:: Document segment ::

Hey, Gramma, send me your money!

Over the past couple of weeks, I’ve handled a couple of fraud details in which the victims were in their 80s. Now, don’t get me wrong, I’m a believer in respecting one’s elders and I know they are the “greatest generation” and all, but a larger group of gullible folks doesn’t exist. Here’s the scenario.

Gramma Moses gets a phone call from her “grandson”. GM says it sounded just like him (although he was crying). “Grandson” tells GM he is in county lockup in Buffalo, NY. Seems he and some buddies got picked up at the border coming back from Canada with a little Canadian Hippie Lettuce (credit: Bitterman) and now he needs some money for bail.
GM sends her long-suffering husband, Rumple-freaking-Stilskein, out straight away to the closest Western Union to send “Grandson” about $2800. After Rumple returns, another phone call. Seems that wasn’t enough money and “Grandson” forgot to mention he needed additional money for lawyer fees as well.
Well, family is family, right? Yup, Rumple goes back out and sends $2900. The following morning, one more phone call greets our intrepid elderly couple and $2500 more is sent. Did I forget to mention where they sent the money? Shame on me….Dublin, Ireland.
Now, I know I’m just a traffic dork and not super detective guy, but if “Grandson” is in the clink in Buffalo, NY, how is sending three large payments out of the country supposed to help out your deserving (*cough*) “Grandson”. Here’s another question…why not attempt to confirm the person is indeed your relation?
As it turns out, GM called “Grandson’s” cell phone, but he never answered. A few days later, they saw their Grandson, but no one brought up the money or the trip to jail. A couple days after that, they finally called him and asked him about his arrest in NY. Shockingly, he had no bloody clue what they were talking about. So, they’re out $8200. There’s no way to track the money, other than it got picked up in Ireland.
They even used cash, so there’s no protection for them there, either.
Here’s another example…I got a call from a nice old lady I’ll call Betty. Betty was ever so excited that she won a sweepstakes, but she felt a little hesitant because the person that told her of her winnings asked her to be at home at a specific time and have a check written for $450. Betty went on to explain she enters all kinds of sweepstakes and has never won so she didn’t know if this was sketchy or not.
Oh, and in order to enter the sweepstakes she had to send them a voided check. Gee, sketchy, you think? She was told her $450 would be refunded on top of the $2.5 million she won. *wink, wink*.
Her grandson (real one) got on the phone and he and I had a nice conversation about how Bettie needs to stop entering bullshit sweepstakes and how if she didn’t she’d make a excellent victim of a myriad of crimes.
I went to her house at the time the “sweepstakes” rep was supposed to show. Can you believe he never showed up? Crazy, right?
So, do me a favor, and have your grandparents over for a nice dinner and tell them how much you love and appreciate all the sacrifices they made for you and yours. Then tell them they’re suckers if they send off their money on what amounts to a whim or just a straight out scam. And tell them the seventeen emails they get everyday about how some Nigerian prince wants to send them $45,000,000.00, but needs $700.00 from you to pay his taxes is bullshit. And say, “bullshit” to them…it’ll get their attention.

:::

The task:
In the post on scams aimed at elderly people, to which city were the couple's payments sent? The items that come next are not needed for any task.

:: Record extracts ::

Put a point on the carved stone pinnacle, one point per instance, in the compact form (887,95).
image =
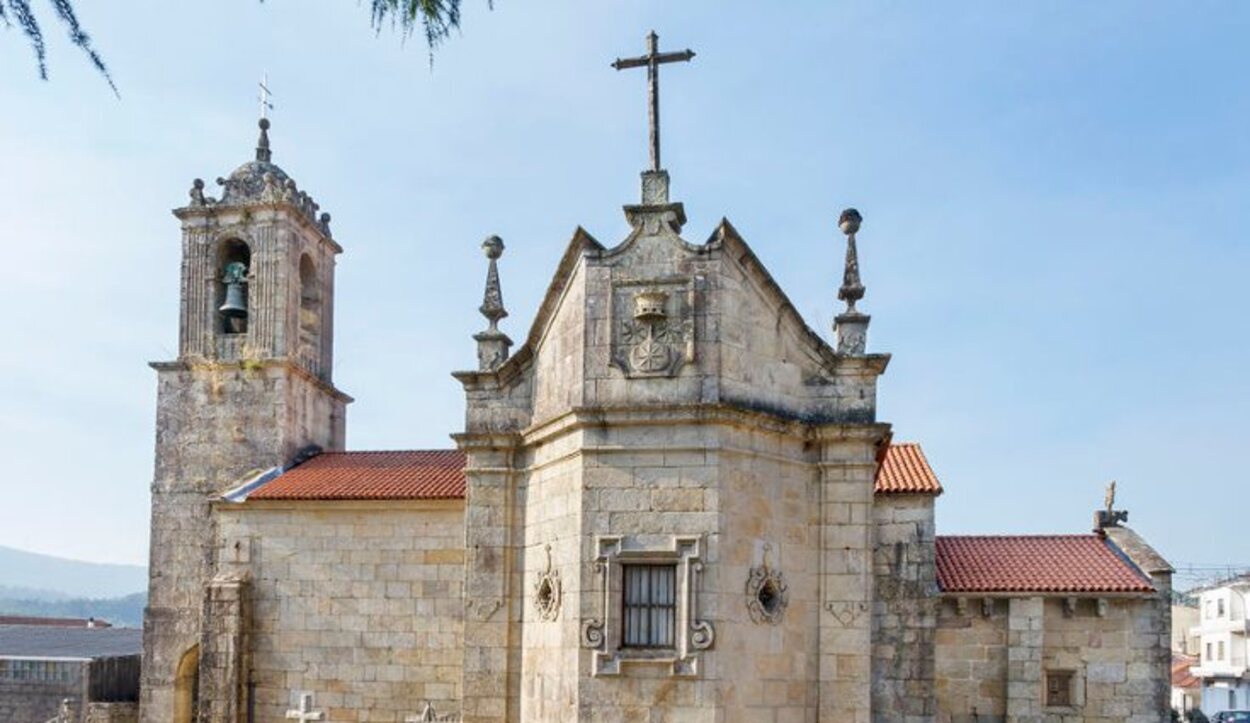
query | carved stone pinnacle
(493,344)
(263,153)
(853,288)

:::

Written answer:
Dublin, Ireland.